AI検索エンジン「Perplexity」が、毎週1億件以上の検索クエリに対応していると発表した。その言葉を借りれば「次の目標は、毎日1億件以上のクエリ対応」だそうで、強気な姿勢だ。
Perplexityの急成長は、その数日後に報じられた新たな資金調達計画とも関連しているようだ。現在、同社は約8億ドルの企業評価額を目指して5億ドルの調達を予定している。AI開発企業は、巨大な装置産業で、膨大なデータを読み込ませる巨大なデータセンターを必要としている。当然、電力消費量も膨大なもののようだ。これは、AIの進化は、質より量で、量がある点を超えると、AIは突然に賢くなるからだ。今後も資金を投入して、巨大なAIエンジンの開発を続けることになる。
Perplexityは2023年1月には5億2000万ドルと評価されていたが、2023年の夏には既に30億ドルに達し、驚異的なペースで成長している。収益も大きく上昇しており、2024年には年間約5000万ドルに達する見込みだ。ここに出資している孫さんは、流石に目利きだ。
Perplexityの急成長の背景
- AIによる検索技術の優位性:PerplexityのAI検索技術がユーザーに好評で、特にアメリカでの利用者が増えている。従来の検索エンジンとは異なり、ユーザーに直接回答を提示するため、ユーザーフレンドリーな体験を提供できている。
- 有力投資家からの支援:Perplexityは、少額の孫さん以外に、Amazon創業者のジェフ・ベゾスやNvidiaなどの著名投資家から支援を受けており、資金調達力が高い。
- 有料版サービスの拡充:月額20ドルの有料版サービス「Perplexity Pro」では、言語モデルの選択、画像生成、Pages機能などの高度な機能を提供している。
- ソフトバンクとの提携:6月にはソフトバンクとの戦略的提携を発表し、ソフトバンクのユーザー向けに「Perplexity Pro」の1年間無料トライアルを提供すると発表した。

## 資料
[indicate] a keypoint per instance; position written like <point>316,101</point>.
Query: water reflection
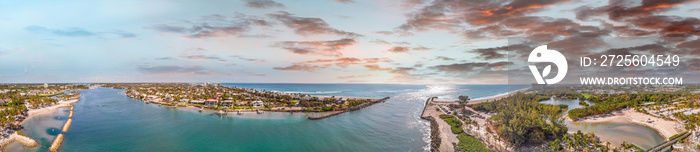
<point>615,132</point>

## 課題の指示
1 - Perplexityの記事の内容に基づいて、それぞれの問いに答えなさい。
(a) 有料版サービス「Perplexity Pro」の月額料金はいくらか。
(b) 2024年の年間収益はいくらに達する見込みか。
(c) ソフトバンクとの戦略的提携が発表されたのは何月か。
2 - Perplexityの記事の「Perplexityは202」から「けており、資金調達力が高い。」までを、一字一句違えずに書き写しなさい。
資料はここでは使用しない。

## 解答
1 -
(a) 20ドル
(b) 約5000万ドル
(c) 6月

2 -
Perplexityは2023年1月には5億2000万ドルと評価されていたが、2023年の夏には既に30億ドルに達し、驚異的なペースで成長している。収益も大きく上昇しており、2024年には年間約5000万ドルに達する見込みだ。ここに出資している孫さんは、流石に目利きだ。
Perplexityの急成長の背景
- AIによる検索技術の優位性:PerplexityのAI検索技術がユーザーに好評で、特にアメリカでの利用者が増えている。従来の検索エンジンとは異なり、ユーザーに直接回答を提示するため、ユーザーフレンドリーな体験を提供できている。
- 有力投資家からの支援:Perplexityは、少額の孫さん以外に、Amazon創業者のジェフ・ベゾスやNvidiaなどの著名投資家から支援を受けており、資金調達力が高い。